TASK STATEMENT:
Every line from the one with "Class, locate every instance of the yellow road" to the end of the data needs to be copied exactly, and no line before it.

(Saved entries)
== == ==

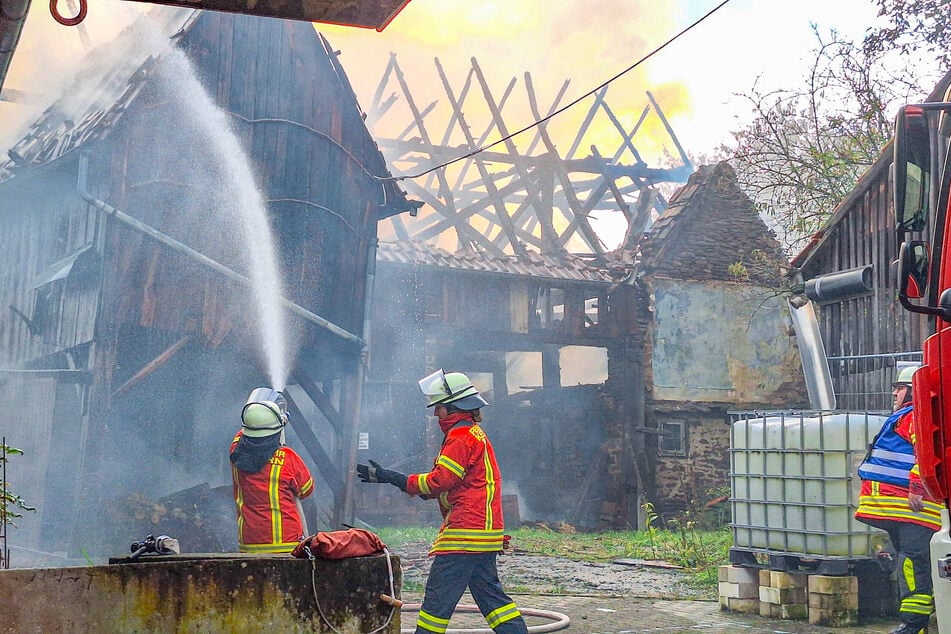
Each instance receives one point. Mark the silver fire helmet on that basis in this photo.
(265, 413)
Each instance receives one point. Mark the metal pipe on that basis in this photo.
(199, 257)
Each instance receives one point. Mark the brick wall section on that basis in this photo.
(692, 481)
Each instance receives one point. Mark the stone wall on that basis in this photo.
(209, 593)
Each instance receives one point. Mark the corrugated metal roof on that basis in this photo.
(534, 265)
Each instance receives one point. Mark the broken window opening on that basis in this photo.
(673, 438)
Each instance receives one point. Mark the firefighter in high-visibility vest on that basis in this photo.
(893, 499)
(268, 478)
(466, 480)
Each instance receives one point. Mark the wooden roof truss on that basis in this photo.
(507, 201)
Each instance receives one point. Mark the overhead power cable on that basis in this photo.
(563, 108)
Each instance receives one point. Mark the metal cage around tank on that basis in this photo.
(794, 486)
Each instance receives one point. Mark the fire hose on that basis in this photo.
(80, 16)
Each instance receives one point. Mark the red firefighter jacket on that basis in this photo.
(268, 518)
(466, 480)
(884, 501)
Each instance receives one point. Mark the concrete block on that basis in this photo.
(779, 579)
(732, 604)
(824, 584)
(783, 596)
(847, 601)
(833, 618)
(738, 574)
(792, 612)
(789, 612)
(738, 590)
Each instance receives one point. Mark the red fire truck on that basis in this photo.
(922, 183)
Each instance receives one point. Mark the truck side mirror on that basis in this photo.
(912, 269)
(911, 169)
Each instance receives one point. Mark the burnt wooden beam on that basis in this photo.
(151, 366)
(321, 458)
(558, 167)
(498, 203)
(63, 375)
(320, 399)
(516, 159)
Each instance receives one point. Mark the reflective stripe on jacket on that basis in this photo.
(466, 480)
(268, 518)
(885, 477)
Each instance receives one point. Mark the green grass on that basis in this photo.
(699, 552)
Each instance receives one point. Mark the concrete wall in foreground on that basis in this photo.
(213, 593)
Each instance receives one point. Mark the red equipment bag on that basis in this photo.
(352, 542)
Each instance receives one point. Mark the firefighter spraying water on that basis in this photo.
(268, 478)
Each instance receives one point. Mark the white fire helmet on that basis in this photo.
(905, 374)
(453, 389)
(264, 414)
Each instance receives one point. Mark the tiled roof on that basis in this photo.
(534, 265)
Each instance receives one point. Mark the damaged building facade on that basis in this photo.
(610, 387)
(131, 336)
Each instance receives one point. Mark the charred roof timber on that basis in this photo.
(375, 14)
(515, 200)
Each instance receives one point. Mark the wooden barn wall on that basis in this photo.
(310, 151)
(313, 156)
(45, 222)
(863, 234)
(576, 468)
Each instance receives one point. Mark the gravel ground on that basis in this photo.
(607, 599)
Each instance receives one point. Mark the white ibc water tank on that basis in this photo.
(794, 483)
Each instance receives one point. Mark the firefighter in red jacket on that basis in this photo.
(893, 499)
(268, 478)
(465, 478)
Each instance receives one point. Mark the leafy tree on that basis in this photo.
(807, 146)
(913, 27)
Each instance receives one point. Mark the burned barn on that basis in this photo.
(143, 297)
(609, 385)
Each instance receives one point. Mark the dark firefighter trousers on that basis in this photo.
(915, 589)
(449, 577)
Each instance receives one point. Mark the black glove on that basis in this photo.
(375, 473)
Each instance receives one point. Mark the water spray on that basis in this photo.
(247, 200)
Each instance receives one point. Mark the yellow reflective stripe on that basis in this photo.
(274, 499)
(239, 502)
(284, 547)
(422, 481)
(490, 486)
(432, 623)
(501, 615)
(469, 540)
(451, 464)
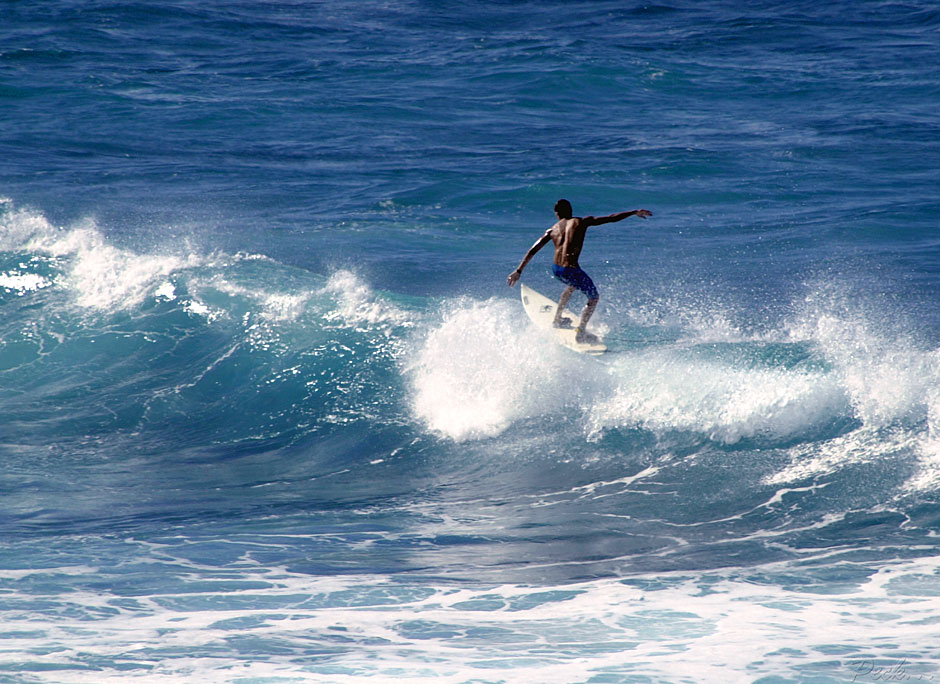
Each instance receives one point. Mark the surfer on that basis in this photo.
(568, 238)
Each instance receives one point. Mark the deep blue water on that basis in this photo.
(269, 413)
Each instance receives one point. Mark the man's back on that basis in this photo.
(568, 237)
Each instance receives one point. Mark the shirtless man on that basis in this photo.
(568, 237)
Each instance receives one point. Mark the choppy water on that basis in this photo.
(269, 413)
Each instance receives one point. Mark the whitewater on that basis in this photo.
(269, 412)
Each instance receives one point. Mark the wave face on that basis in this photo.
(268, 412)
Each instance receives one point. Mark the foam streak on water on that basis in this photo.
(269, 412)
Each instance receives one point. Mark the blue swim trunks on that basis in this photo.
(575, 277)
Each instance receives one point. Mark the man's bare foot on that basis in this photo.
(584, 337)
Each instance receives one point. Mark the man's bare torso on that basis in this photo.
(568, 237)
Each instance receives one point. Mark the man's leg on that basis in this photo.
(560, 322)
(583, 335)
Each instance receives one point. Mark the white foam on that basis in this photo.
(22, 283)
(100, 275)
(662, 391)
(708, 627)
(483, 367)
(359, 305)
(886, 377)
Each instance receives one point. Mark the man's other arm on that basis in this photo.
(613, 218)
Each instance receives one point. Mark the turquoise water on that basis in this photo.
(269, 412)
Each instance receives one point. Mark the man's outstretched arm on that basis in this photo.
(541, 242)
(613, 218)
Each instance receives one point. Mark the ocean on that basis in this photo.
(270, 414)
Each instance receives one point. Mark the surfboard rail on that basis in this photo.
(541, 311)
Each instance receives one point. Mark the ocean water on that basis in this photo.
(270, 414)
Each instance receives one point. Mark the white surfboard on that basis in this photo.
(541, 310)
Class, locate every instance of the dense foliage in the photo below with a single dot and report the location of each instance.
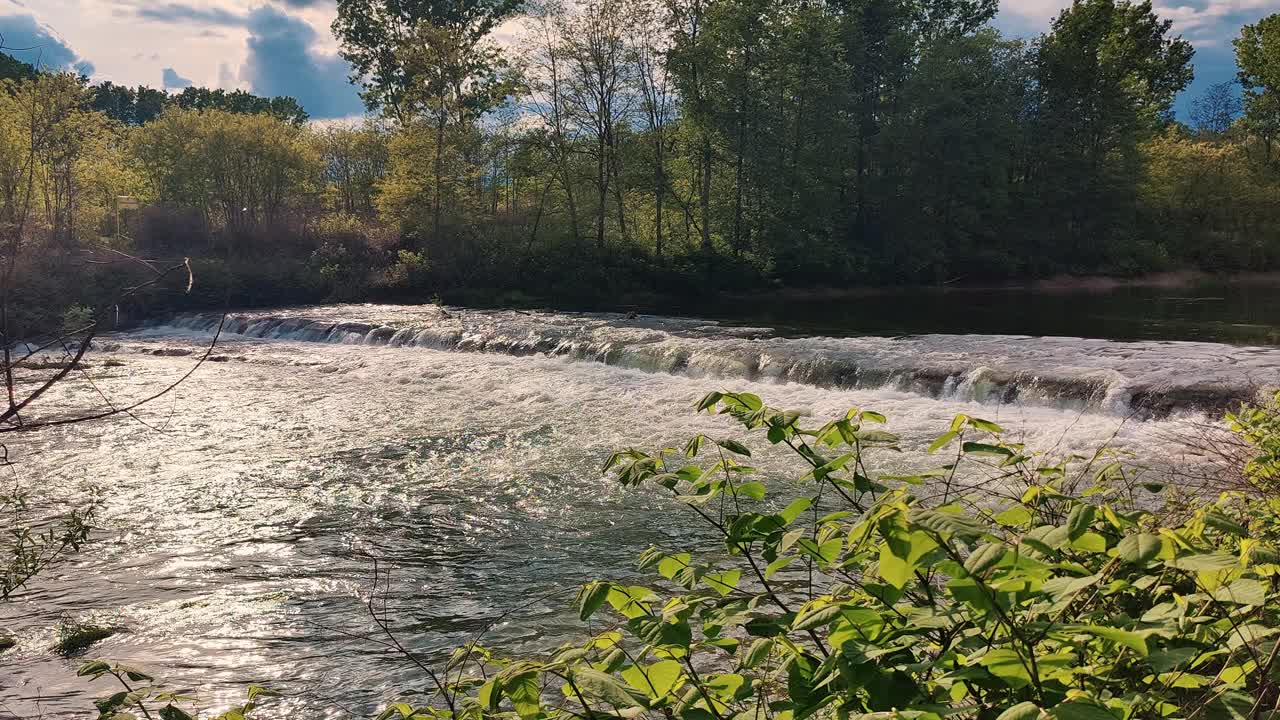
(677, 147)
(999, 584)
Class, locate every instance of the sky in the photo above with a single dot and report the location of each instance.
(286, 48)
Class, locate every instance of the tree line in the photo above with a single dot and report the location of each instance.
(676, 146)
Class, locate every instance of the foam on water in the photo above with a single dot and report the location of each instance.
(464, 449)
(1143, 378)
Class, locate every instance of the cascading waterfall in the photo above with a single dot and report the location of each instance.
(1147, 379)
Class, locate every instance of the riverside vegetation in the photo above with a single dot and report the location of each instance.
(993, 586)
(663, 147)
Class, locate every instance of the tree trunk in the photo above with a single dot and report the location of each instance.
(439, 178)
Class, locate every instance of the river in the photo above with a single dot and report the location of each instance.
(462, 450)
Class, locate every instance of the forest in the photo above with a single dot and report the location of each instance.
(666, 147)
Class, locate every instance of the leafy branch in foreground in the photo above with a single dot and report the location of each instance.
(915, 596)
(27, 548)
(141, 695)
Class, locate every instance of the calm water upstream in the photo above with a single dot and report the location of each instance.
(462, 449)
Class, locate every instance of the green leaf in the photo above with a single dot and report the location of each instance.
(986, 425)
(795, 509)
(1006, 665)
(941, 522)
(592, 597)
(758, 652)
(725, 582)
(656, 680)
(1208, 561)
(944, 440)
(816, 616)
(984, 449)
(1244, 591)
(777, 565)
(1022, 711)
(598, 684)
(1091, 542)
(1080, 519)
(1139, 548)
(1079, 710)
(672, 564)
(525, 695)
(1128, 638)
(984, 557)
(1015, 516)
(174, 712)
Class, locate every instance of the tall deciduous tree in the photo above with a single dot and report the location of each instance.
(1257, 54)
(1107, 74)
(374, 32)
(1214, 112)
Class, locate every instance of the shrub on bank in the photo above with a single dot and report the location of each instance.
(1041, 591)
(995, 584)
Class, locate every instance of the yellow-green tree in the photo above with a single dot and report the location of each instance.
(241, 171)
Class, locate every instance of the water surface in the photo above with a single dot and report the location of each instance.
(462, 449)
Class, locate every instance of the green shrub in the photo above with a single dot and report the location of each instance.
(1260, 428)
(76, 637)
(984, 587)
(140, 693)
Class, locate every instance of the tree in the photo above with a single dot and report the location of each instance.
(452, 78)
(355, 163)
(14, 69)
(240, 171)
(1257, 54)
(545, 76)
(598, 96)
(1107, 73)
(240, 101)
(648, 44)
(373, 35)
(1216, 109)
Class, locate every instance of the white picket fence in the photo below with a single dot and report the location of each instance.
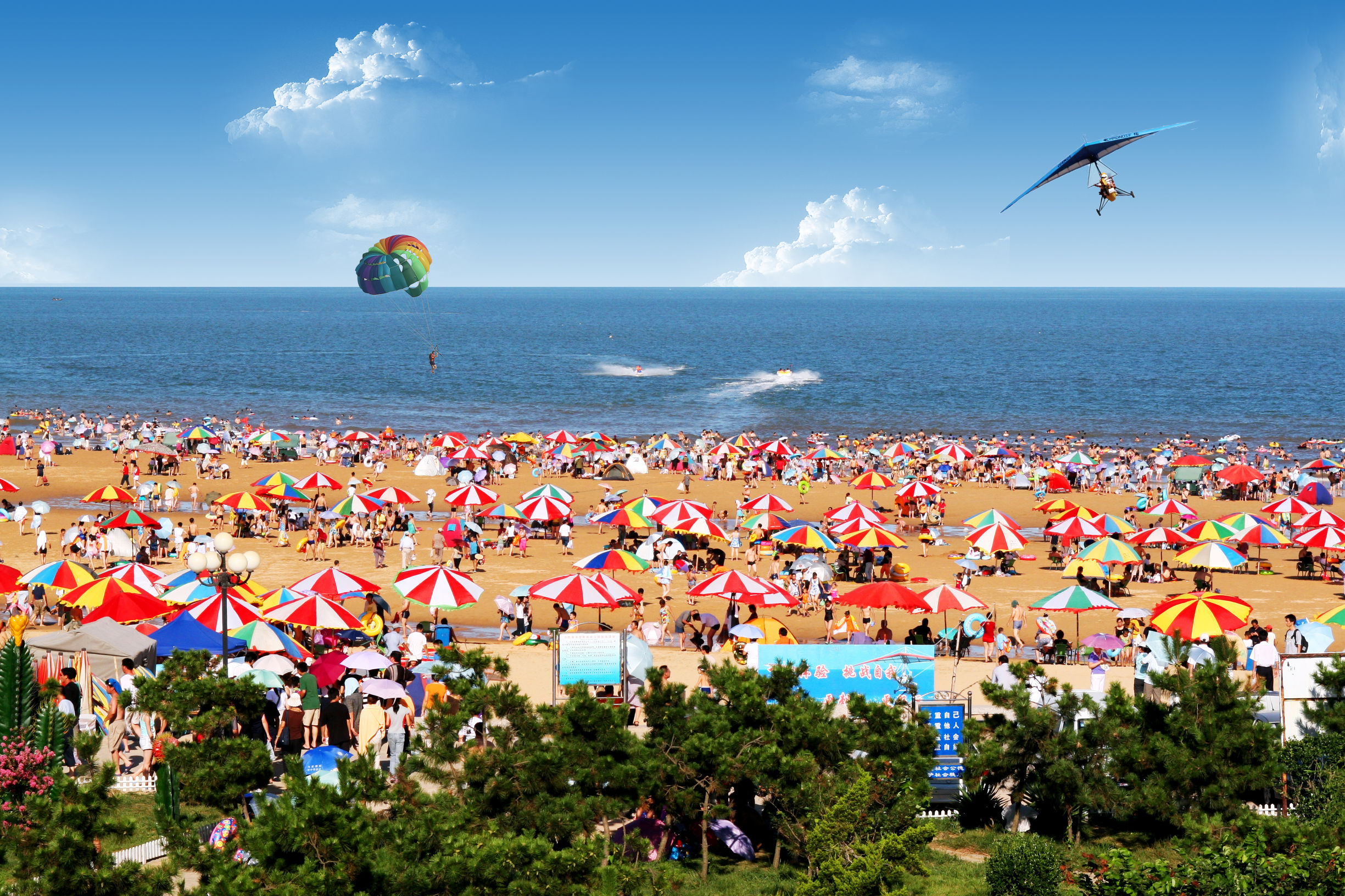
(130, 783)
(142, 853)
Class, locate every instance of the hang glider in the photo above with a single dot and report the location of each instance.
(1090, 154)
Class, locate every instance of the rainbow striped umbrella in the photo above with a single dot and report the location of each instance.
(243, 501)
(1209, 530)
(59, 574)
(997, 537)
(624, 517)
(549, 491)
(358, 505)
(1211, 555)
(1112, 551)
(805, 536)
(989, 517)
(872, 537)
(768, 505)
(612, 560)
(872, 481)
(1203, 614)
(275, 479)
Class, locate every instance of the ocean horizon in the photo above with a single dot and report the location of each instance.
(1109, 362)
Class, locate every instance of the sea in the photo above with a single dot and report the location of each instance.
(1109, 363)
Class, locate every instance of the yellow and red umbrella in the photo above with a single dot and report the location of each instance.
(1204, 614)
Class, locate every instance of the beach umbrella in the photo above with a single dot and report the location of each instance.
(574, 590)
(438, 587)
(504, 512)
(236, 613)
(549, 491)
(701, 527)
(544, 509)
(872, 537)
(131, 520)
(872, 481)
(767, 522)
(140, 575)
(1211, 555)
(275, 479)
(624, 517)
(315, 611)
(108, 494)
(471, 495)
(612, 560)
(805, 537)
(918, 489)
(58, 574)
(283, 493)
(989, 517)
(997, 537)
(855, 510)
(1329, 537)
(243, 501)
(953, 451)
(767, 505)
(1208, 530)
(1193, 615)
(316, 481)
(679, 510)
(357, 505)
(884, 593)
(1319, 518)
(267, 640)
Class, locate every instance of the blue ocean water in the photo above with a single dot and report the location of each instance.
(1265, 363)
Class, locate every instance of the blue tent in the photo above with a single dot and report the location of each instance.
(187, 632)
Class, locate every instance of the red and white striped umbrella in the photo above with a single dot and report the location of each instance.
(208, 613)
(997, 537)
(943, 598)
(544, 508)
(679, 512)
(470, 452)
(918, 489)
(396, 495)
(471, 495)
(314, 613)
(318, 481)
(574, 590)
(1160, 536)
(1322, 537)
(139, 575)
(953, 451)
(438, 587)
(767, 505)
(1319, 518)
(855, 510)
(334, 581)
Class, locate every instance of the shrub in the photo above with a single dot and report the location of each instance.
(1024, 865)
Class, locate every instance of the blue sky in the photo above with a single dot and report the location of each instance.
(623, 145)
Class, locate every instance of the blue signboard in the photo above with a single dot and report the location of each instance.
(885, 673)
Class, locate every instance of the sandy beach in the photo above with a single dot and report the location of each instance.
(1271, 595)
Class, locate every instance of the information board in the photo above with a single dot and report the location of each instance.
(594, 658)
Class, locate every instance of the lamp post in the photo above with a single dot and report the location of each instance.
(225, 571)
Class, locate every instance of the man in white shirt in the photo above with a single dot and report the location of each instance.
(1265, 658)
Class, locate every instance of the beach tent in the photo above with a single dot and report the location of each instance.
(107, 642)
(187, 632)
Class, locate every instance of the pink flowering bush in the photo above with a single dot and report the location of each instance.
(25, 772)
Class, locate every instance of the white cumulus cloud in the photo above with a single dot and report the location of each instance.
(864, 238)
(887, 94)
(376, 77)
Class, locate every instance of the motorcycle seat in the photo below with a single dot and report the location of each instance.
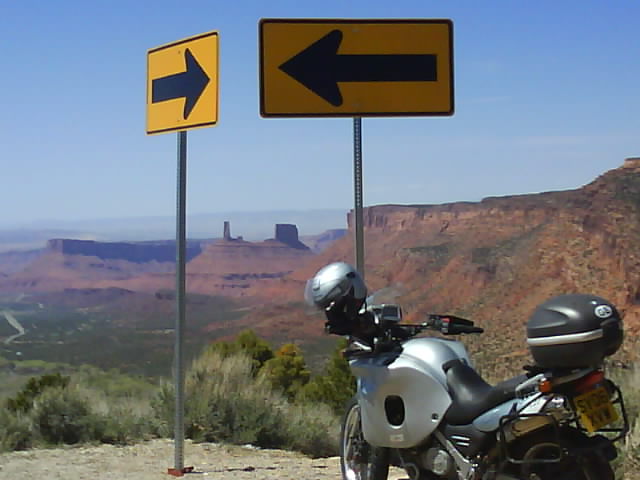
(471, 395)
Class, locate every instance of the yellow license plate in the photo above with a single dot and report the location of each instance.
(595, 409)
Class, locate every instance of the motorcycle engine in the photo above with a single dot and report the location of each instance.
(438, 461)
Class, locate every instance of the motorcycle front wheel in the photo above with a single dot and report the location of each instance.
(358, 459)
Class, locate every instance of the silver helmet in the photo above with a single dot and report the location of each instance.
(333, 282)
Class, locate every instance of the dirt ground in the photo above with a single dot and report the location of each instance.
(150, 461)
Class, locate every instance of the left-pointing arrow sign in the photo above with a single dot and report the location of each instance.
(188, 85)
(320, 68)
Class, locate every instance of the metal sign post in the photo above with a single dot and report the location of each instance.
(182, 94)
(357, 188)
(181, 240)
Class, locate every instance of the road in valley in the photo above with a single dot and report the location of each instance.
(15, 324)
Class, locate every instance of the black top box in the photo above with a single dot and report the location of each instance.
(572, 331)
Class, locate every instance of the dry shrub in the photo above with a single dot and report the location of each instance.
(226, 402)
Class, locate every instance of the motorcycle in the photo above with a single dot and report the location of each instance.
(420, 405)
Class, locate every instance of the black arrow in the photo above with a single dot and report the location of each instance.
(319, 67)
(189, 84)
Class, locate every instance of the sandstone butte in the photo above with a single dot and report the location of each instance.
(492, 261)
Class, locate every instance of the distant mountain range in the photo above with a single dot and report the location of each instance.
(251, 226)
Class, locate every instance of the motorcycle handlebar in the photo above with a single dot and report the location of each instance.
(451, 325)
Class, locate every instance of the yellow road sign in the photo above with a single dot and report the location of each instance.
(182, 84)
(339, 68)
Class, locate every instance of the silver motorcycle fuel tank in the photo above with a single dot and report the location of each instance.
(403, 396)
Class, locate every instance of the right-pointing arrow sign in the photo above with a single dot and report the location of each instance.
(320, 67)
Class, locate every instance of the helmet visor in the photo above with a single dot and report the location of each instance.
(308, 294)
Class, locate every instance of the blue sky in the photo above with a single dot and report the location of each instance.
(547, 98)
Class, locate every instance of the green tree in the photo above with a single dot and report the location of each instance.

== == ==

RESPONSE:
Class, locate every instance of the yellow road sign in the photo above with a single dot and report the location of each instance.
(182, 84)
(339, 68)
Class, locate every instance of the silver motorcycle fuel tank in the photo above with a single dot and report the location of each instance.
(403, 396)
Class, locate every instance of the right-pointing arrow sign in the photo above with a single dot and report the location of each instance.
(320, 67)
Class, locate every instance of the helmet visor in the photo above with a single dot and report the location of each instance.
(308, 294)
Class, locate every instance of the blue sky in the photo above with a single dot and report the location of each instance.
(547, 98)
Class, locate every instance of the green tree in the photo above with a single dot and report the location of each instance.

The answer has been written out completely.